[Region pointing data]
※
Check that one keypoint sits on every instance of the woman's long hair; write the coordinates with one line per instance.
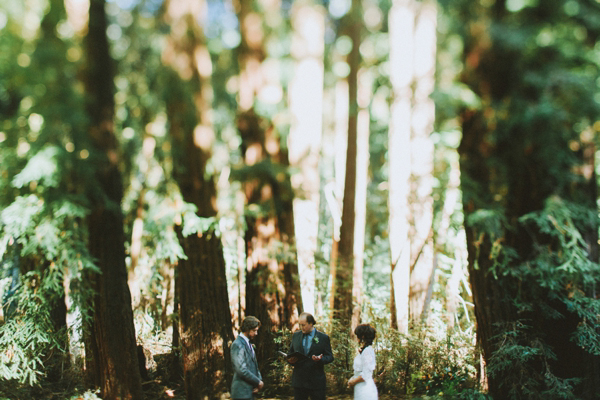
(366, 334)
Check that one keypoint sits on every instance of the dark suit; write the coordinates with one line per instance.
(246, 375)
(309, 375)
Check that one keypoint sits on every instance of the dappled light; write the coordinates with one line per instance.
(183, 180)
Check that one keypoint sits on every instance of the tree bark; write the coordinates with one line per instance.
(401, 58)
(343, 304)
(304, 140)
(111, 347)
(205, 327)
(518, 170)
(422, 119)
(273, 292)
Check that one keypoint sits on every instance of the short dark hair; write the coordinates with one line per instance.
(249, 323)
(365, 333)
(309, 318)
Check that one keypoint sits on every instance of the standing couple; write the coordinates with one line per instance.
(308, 377)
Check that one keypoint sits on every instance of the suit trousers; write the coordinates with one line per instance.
(305, 394)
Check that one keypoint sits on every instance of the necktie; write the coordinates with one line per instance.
(305, 343)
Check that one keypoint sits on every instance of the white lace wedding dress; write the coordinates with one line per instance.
(364, 365)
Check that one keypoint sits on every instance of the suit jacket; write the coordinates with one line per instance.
(310, 374)
(246, 375)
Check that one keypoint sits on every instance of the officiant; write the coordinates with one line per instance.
(308, 378)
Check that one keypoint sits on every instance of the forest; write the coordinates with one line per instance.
(427, 167)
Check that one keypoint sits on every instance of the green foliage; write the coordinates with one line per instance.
(27, 340)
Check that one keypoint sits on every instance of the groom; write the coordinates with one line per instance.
(308, 378)
(247, 379)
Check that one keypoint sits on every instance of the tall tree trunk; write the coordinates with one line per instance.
(362, 171)
(272, 284)
(334, 191)
(401, 59)
(205, 327)
(345, 268)
(111, 346)
(519, 165)
(304, 140)
(423, 116)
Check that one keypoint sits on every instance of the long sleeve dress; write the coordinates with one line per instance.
(364, 365)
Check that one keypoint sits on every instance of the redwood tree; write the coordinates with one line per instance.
(529, 196)
(345, 268)
(205, 327)
(272, 284)
(111, 358)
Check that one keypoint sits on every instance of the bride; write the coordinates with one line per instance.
(364, 365)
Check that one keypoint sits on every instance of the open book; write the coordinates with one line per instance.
(299, 356)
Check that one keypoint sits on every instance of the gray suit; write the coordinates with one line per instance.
(246, 375)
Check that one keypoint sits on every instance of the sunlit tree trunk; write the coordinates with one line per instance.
(345, 267)
(401, 22)
(205, 326)
(304, 141)
(362, 169)
(272, 284)
(110, 346)
(334, 191)
(524, 172)
(422, 119)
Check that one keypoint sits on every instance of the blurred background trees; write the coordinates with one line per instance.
(172, 166)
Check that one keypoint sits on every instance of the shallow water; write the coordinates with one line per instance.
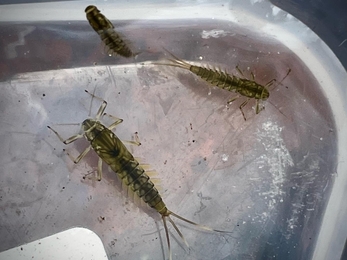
(266, 179)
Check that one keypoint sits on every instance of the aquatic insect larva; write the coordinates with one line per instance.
(132, 174)
(248, 88)
(113, 41)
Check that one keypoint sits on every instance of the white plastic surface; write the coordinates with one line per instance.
(75, 243)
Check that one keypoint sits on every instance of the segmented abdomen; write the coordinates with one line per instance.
(223, 80)
(113, 152)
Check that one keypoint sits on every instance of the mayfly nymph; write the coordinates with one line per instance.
(248, 88)
(132, 174)
(113, 41)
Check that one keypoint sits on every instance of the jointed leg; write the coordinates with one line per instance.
(81, 156)
(232, 99)
(102, 108)
(241, 108)
(116, 122)
(135, 142)
(68, 140)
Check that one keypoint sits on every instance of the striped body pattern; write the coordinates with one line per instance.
(112, 40)
(114, 153)
(245, 87)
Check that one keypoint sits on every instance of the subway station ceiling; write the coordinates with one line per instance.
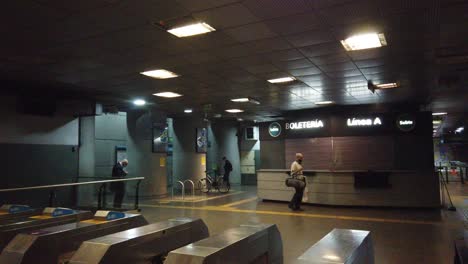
(98, 48)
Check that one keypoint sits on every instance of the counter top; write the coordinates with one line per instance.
(337, 171)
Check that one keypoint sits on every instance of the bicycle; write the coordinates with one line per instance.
(205, 184)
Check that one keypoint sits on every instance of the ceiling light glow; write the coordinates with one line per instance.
(160, 74)
(167, 94)
(191, 30)
(324, 102)
(240, 100)
(282, 80)
(386, 85)
(139, 102)
(234, 111)
(364, 41)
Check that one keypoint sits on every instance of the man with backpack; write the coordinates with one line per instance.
(227, 171)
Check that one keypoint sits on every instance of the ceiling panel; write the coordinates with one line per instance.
(227, 16)
(101, 46)
(310, 38)
(250, 32)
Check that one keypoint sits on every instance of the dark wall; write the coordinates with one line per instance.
(338, 147)
(26, 165)
(272, 154)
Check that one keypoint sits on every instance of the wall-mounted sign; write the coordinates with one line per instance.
(317, 123)
(201, 140)
(352, 122)
(406, 122)
(274, 129)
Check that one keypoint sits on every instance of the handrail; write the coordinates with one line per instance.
(183, 190)
(193, 186)
(69, 184)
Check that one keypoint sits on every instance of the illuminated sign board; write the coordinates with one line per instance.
(317, 123)
(274, 129)
(359, 122)
(406, 122)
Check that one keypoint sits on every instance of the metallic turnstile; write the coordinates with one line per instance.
(49, 217)
(249, 244)
(341, 246)
(56, 244)
(14, 211)
(146, 244)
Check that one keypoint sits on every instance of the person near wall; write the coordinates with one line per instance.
(297, 173)
(227, 171)
(118, 188)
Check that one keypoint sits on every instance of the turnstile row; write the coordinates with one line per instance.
(127, 238)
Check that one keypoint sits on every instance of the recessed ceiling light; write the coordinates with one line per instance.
(245, 100)
(191, 30)
(386, 85)
(139, 102)
(234, 110)
(364, 41)
(281, 80)
(240, 100)
(167, 94)
(160, 74)
(324, 102)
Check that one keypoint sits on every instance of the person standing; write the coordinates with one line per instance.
(227, 171)
(298, 174)
(118, 188)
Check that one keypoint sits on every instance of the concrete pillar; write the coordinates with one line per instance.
(223, 139)
(187, 163)
(142, 161)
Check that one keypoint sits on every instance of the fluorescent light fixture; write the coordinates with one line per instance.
(282, 80)
(364, 41)
(139, 102)
(331, 257)
(245, 100)
(234, 110)
(191, 30)
(324, 102)
(167, 94)
(386, 85)
(240, 100)
(160, 74)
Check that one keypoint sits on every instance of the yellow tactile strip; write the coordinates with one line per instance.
(223, 208)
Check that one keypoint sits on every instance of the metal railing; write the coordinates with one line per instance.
(52, 195)
(183, 190)
(193, 186)
(182, 185)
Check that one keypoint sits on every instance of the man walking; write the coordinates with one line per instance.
(118, 188)
(227, 171)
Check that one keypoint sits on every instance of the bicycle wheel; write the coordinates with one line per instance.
(204, 185)
(222, 186)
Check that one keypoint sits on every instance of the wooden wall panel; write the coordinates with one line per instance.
(363, 153)
(317, 152)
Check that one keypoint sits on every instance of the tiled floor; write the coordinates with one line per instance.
(399, 235)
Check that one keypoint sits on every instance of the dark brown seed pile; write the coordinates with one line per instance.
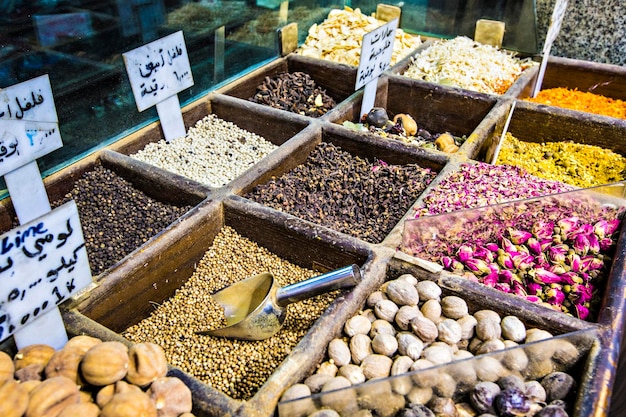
※
* [PROBLEM STATEMENT]: Please give the entries again word for word, without any pictures.

* [EXPECTED ANSWER]:
Check that one keypoint sits on every instance of the woman's long hair; write the coordinates with one line per instance.
(366, 334)
Check that one keypoint sits on every instance of the dark suit; write the coordinates with one line per instance.
(246, 375)
(309, 375)
Check that one keypoint sits on every instance of the dappled light; write the coordinates with one line per instance.
(183, 180)
Check that one keypoint sits on every instance of the tree bark; write the coordinates with one line per instance.
(401, 58)
(343, 304)
(304, 140)
(111, 347)
(205, 327)
(518, 170)
(422, 119)
(273, 292)
Check that one keypoint sits on every instance of the short dark hair; write the coordinates with one line per instance.
(249, 323)
(365, 333)
(309, 318)
Check that one keypoint sits on every instance of the standing couple; write the coordinates with one line per instance.
(308, 377)
Check that one keypoint sits on every instance of the suit trousers; write the coordinates with one line per instance.
(305, 394)
Check that one keypoint sits on every instance of the necktie; write the coordinates with one line per instance.
(305, 343)
Check that one keypoint sits on every instance of the white lace wedding dress; write the coordinates with one line per instance.
(364, 365)
Check that one keypoint sits on every instance of the suit jacket; write the coordinates with one line per instance.
(310, 374)
(246, 375)
Check that one keypoint sits on every instance of the officiant; write the coordinates with one line per instance.
(308, 378)
Check that one keypoint sits on every instance of the forest; write the coordinates with one line per instance.
(427, 167)
Check that one keypoint sits on every instance of the green foliage; write the coordinates with one line per instance.
(27, 340)
Check that one keypoint sits on every instance of the groom; write the coordinates with one line per instance.
(308, 378)
(247, 379)
Check that one keypoint sits on every instance of the tall tree trunk; write the coordinates with one line per instance.
(362, 171)
(272, 284)
(334, 191)
(401, 59)
(205, 327)
(345, 268)
(111, 346)
(519, 165)
(304, 140)
(423, 116)
Check that one keypoint sits on every instance of the long sleeve dress; write the coordinates with one line per instance.
(364, 365)
Check that one keypoint sits on every instance of the redwood tree; write the coordinates with one line per instance.
(529, 196)
(345, 268)
(205, 327)
(272, 284)
(111, 358)
Check that one keypoint sits on every instance of the bride; write the coordinates with one line per instance.
(364, 365)
Check that one keypoint sits on every instance of the open book; write the coordinates with one line per instance.
(299, 356)
Check that one keypoint sits on every instance of the gray suit; write the coordinates with one line per instance.
(246, 375)
Check that one keypoint sits on every instance of the sunlit tree trunk; write the coordinates with one line per instance.
(345, 267)
(401, 22)
(205, 326)
(304, 141)
(362, 169)
(272, 284)
(110, 346)
(334, 191)
(524, 172)
(422, 119)
Check that one keypoint sits on every instance of the blurred background trees; write the coordinates with one line per instance.
(172, 166)
Check that one keypoint sits on every instance of the shallow water; write the coordinates with one line per instance.
(266, 179)
Check that one keypoint sits on every instance of the aquatic insect larva; write the coordinates with one line per instance.
(132, 174)
(248, 88)
(113, 41)
Check that one keypoint sits on every instance of the white plastic surface; write the coordinates with one line per instance.
(75, 243)
Check that one keypoint sits on every instance of the segmented abdomen; write the coordinates with one line per instance.
(223, 80)
(113, 152)
Check that one keypoint sits on every instance of the mayfly nymph; write the coordinates with one line per instance.
(248, 88)
(132, 174)
(113, 41)
Check that one keypoint sits on every instance of the jointed leg; write the coordinates with one line per instance.
(81, 156)
(232, 99)
(102, 108)
(241, 108)
(116, 122)
(135, 142)
(68, 140)
Check that one keypoint sits on every instance of the striped body pattern; write the coordinates with one line per instance.
(112, 40)
(114, 153)
(245, 87)
Check that one keypoint sits on every instance of the subway station ceiling; write the coordinates with one line per instance.
(98, 48)
Check that one keypoint sits on every instance of the counter top; write the coordinates with one line per instance.
(337, 171)
Check that one keypoint sits on every instance of the bicycle; write the coordinates with one line per instance.
(205, 184)
Check that one keypoint sits on every instance of the ceiling light glow; write the coordinates with one line per instance.
(160, 74)
(167, 94)
(191, 30)
(324, 102)
(240, 100)
(282, 80)
(386, 85)
(139, 102)
(234, 111)
(364, 41)
Check that one keypoint sits on every instance of the man with backpack; write the coordinates with one line per instance.
(227, 171)
Check that one keypoint sits on every instance of the ceiling panel; write the coordinates with one line per instance.
(227, 16)
(101, 46)
(310, 38)
(250, 32)
Check that one keypoint sits on every instance of the dark wall; write the coordinates with one line per instance.
(338, 147)
(26, 165)
(272, 154)
Check that one keypoint sits on every instance of the wall-mounted sign; write the coordinates with one line per instance.
(317, 123)
(201, 140)
(352, 122)
(406, 122)
(274, 129)
Check that one keypoint sits on every instance of the handrail; write the coordinates with one line per instance.
(183, 190)
(193, 186)
(69, 184)
Check that one keypoint sits on every instance of the illuminated sign board; write the coordinates with one line per instance.
(317, 123)
(274, 129)
(359, 122)
(406, 122)
Check that one keypoint sits on every instance of the metallic turnstile; write the coordinates with one line per instance.
(49, 217)
(249, 244)
(341, 246)
(56, 244)
(14, 211)
(146, 244)
Check that one keypoint sits on every instance of the person near wall; write the coordinates with one line per instance.
(297, 173)
(227, 171)
(118, 188)
Check that one keypoint sits on every instance of the turnstile row; write the coordinates with one line per instance.
(127, 238)
Check that one keypoint sits on every instance of the recessed ceiling light; write the coordinates with one line per instance.
(245, 100)
(191, 30)
(386, 85)
(139, 102)
(234, 110)
(364, 41)
(281, 80)
(240, 100)
(167, 94)
(160, 74)
(324, 102)
Check that one keypoint sits on every instance of the person standing; write the coordinates with one line per instance.
(227, 171)
(298, 174)
(118, 188)
Check that one keypoint sits on every instance of the concrete pillar; write the coordinates with one line per instance.
(223, 139)
(187, 163)
(142, 161)
Check that one keypoint sits on every instance of the fluorescent light fixture; write the coordinates with one line per instance.
(282, 80)
(364, 41)
(139, 102)
(331, 257)
(245, 100)
(234, 110)
(191, 30)
(324, 102)
(167, 94)
(386, 85)
(240, 100)
(160, 74)
Check that one keypoint sits on every instance of the yellow tactile strip; write the coordinates with one line per instance.
(223, 208)
Check that one keypoint sits on every instance of the metal railing; write the coordinates with one line per instance.
(52, 195)
(183, 190)
(193, 186)
(182, 185)
Check that one keypoint sits on every instance of the man walking; write the coordinates with one line per instance.
(118, 188)
(227, 171)
Check that one keypoint sits on every instance of the bicycle wheel; write the coordinates with one line per instance.
(204, 185)
(222, 186)
Check that one keypoint sits on every instance of the wooden wall panel; write the coordinates with one line per instance.
(363, 153)
(317, 152)
Check that one keypoint sits on every instance of the tiled floor; write the coordinates with one line per instance.
(399, 235)
Check that one keypoint sits on every instance of the dark brown seed pile; write the coordinates with one line per instance.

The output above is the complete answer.